Action item: Everything in the records below should be set down again, word for word.

________________________

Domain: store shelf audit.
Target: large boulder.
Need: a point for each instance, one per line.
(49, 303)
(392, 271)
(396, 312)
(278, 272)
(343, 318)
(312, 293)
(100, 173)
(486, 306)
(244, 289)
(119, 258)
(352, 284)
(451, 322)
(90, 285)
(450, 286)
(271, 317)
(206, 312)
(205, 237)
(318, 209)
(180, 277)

________________________

Problem solution:
Domain: store shelf audit.
Target: large boulder.
Need: a point for each instance, one per line.
(49, 303)
(392, 271)
(396, 312)
(278, 272)
(343, 318)
(312, 293)
(100, 173)
(486, 306)
(244, 289)
(119, 258)
(352, 284)
(451, 322)
(90, 285)
(450, 286)
(271, 317)
(206, 312)
(205, 237)
(318, 209)
(180, 277)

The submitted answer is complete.